» What is expected:
Among the entries that follow, some lines contain the word "negative". Show all of them.

» Materials provided:
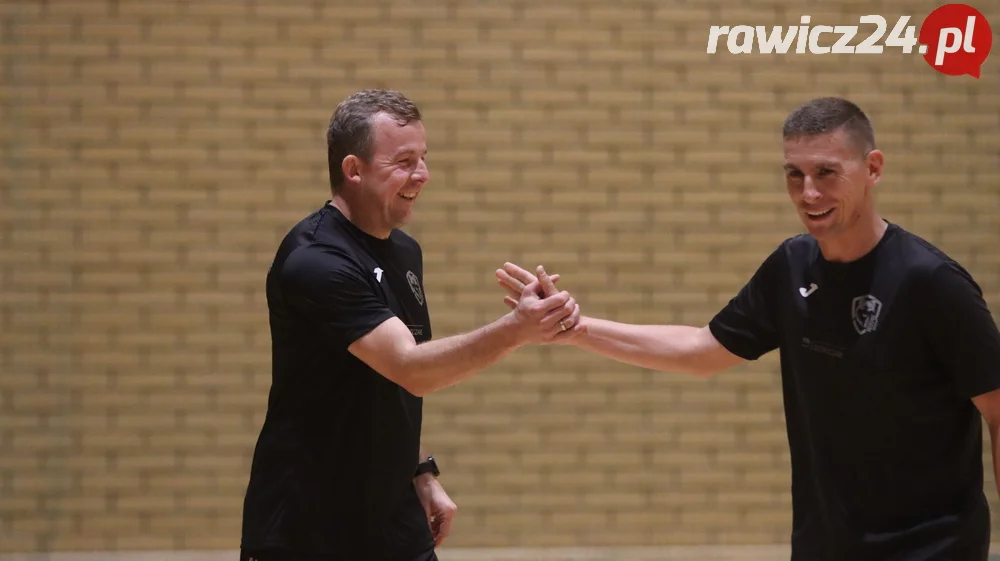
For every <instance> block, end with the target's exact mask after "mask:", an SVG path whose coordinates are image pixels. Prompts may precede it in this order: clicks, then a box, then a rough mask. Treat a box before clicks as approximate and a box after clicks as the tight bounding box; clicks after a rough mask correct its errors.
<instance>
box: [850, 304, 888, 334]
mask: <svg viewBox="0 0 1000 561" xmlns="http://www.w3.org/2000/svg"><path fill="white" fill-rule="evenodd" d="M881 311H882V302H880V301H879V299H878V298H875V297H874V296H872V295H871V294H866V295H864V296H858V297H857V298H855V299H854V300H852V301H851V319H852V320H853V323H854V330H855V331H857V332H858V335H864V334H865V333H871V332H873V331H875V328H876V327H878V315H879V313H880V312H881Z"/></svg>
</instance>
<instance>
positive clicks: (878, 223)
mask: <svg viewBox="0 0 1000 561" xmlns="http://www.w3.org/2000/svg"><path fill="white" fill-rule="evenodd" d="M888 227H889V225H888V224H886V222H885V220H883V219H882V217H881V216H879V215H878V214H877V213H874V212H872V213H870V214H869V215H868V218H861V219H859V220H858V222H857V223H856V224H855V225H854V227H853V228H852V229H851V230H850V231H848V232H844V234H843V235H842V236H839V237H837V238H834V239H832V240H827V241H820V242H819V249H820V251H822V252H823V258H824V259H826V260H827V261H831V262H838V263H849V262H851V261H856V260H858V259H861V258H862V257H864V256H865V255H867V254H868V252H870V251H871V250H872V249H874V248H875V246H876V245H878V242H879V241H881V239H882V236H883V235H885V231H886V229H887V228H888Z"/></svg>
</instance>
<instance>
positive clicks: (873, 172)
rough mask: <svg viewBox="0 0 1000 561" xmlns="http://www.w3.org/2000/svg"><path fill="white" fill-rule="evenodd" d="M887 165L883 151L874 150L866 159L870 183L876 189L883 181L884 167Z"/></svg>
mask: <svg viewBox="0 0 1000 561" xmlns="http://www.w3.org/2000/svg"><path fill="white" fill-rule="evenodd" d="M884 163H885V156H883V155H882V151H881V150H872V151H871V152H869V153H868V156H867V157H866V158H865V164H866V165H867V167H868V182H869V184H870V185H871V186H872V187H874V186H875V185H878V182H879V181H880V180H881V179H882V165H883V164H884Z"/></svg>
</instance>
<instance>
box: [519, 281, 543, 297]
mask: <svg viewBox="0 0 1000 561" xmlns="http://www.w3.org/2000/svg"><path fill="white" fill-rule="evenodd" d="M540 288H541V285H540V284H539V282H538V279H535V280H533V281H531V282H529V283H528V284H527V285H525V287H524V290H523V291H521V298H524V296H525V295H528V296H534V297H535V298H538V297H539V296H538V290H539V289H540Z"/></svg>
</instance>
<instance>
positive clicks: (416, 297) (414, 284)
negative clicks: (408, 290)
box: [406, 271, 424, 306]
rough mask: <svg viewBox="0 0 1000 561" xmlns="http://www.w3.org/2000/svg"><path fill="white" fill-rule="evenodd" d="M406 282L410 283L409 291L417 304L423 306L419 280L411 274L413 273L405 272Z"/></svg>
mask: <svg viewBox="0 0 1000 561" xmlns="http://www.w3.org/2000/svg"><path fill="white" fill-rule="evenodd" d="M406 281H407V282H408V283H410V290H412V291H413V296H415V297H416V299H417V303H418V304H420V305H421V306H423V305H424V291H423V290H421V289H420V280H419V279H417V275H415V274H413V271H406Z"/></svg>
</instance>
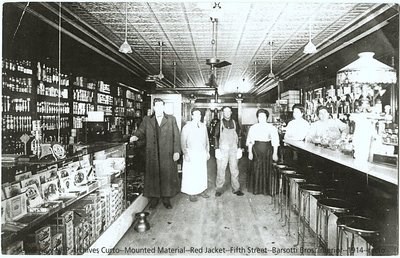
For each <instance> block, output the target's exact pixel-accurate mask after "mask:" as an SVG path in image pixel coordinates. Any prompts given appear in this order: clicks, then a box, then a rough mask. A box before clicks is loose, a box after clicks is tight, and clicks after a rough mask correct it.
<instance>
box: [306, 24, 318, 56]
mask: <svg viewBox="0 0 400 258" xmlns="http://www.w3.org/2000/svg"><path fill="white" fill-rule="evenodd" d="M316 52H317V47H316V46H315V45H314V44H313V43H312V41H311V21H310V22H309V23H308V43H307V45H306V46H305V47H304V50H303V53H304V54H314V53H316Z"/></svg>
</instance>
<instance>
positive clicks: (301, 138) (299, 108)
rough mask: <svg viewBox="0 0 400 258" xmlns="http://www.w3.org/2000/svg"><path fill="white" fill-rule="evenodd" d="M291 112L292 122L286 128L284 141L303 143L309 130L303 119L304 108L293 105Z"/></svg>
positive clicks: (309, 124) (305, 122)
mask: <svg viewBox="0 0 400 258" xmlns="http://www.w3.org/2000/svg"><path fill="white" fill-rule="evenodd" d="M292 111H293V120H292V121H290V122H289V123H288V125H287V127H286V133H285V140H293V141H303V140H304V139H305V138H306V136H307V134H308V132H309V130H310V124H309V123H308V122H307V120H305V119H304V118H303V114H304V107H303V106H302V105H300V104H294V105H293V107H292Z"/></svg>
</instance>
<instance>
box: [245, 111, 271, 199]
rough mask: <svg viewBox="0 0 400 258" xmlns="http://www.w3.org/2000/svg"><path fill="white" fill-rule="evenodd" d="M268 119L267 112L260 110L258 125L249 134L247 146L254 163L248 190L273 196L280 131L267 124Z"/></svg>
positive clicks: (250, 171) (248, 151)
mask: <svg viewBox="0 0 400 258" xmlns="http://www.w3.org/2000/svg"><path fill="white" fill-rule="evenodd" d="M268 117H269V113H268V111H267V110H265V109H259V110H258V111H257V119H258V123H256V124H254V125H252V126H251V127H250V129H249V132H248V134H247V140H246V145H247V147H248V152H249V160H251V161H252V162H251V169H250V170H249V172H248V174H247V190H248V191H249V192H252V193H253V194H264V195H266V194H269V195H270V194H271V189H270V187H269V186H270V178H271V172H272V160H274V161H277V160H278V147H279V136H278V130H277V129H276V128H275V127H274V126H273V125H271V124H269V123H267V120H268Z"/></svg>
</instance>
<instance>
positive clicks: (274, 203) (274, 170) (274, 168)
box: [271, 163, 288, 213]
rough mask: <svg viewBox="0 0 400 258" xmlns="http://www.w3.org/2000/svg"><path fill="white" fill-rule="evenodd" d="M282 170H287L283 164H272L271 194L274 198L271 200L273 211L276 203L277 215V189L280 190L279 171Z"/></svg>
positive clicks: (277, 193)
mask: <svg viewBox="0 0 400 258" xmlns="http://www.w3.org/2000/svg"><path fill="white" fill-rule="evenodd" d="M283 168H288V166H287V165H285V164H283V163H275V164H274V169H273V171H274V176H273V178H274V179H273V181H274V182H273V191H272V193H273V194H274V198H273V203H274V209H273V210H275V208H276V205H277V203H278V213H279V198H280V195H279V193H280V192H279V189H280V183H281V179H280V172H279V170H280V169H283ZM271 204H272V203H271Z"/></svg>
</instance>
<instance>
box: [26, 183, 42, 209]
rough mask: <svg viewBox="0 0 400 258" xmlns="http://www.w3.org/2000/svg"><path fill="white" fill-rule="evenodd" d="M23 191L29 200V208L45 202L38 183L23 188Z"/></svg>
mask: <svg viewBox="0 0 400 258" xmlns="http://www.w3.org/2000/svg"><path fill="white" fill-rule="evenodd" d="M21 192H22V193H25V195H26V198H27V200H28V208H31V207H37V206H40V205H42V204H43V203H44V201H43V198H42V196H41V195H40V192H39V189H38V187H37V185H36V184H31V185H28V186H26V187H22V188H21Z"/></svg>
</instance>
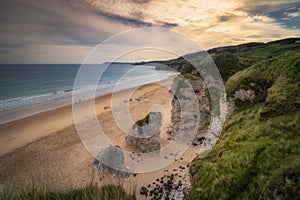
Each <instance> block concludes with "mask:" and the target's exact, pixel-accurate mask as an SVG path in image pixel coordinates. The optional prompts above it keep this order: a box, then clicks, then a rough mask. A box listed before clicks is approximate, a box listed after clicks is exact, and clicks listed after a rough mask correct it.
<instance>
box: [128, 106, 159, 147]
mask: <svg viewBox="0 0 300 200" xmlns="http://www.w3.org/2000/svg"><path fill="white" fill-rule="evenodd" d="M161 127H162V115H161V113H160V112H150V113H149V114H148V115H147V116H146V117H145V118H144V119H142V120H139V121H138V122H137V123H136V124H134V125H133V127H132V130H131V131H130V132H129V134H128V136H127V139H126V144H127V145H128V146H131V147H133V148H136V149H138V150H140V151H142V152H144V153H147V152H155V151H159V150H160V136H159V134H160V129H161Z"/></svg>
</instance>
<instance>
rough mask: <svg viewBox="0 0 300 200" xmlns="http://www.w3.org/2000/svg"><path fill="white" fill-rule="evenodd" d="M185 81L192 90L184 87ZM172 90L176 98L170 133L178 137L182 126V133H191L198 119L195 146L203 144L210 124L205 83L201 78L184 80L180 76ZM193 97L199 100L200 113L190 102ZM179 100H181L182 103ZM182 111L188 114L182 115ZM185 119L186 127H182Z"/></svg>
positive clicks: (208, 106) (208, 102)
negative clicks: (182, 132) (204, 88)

» Answer section:
negative clicks: (408, 290)
negative clicks: (182, 132) (204, 88)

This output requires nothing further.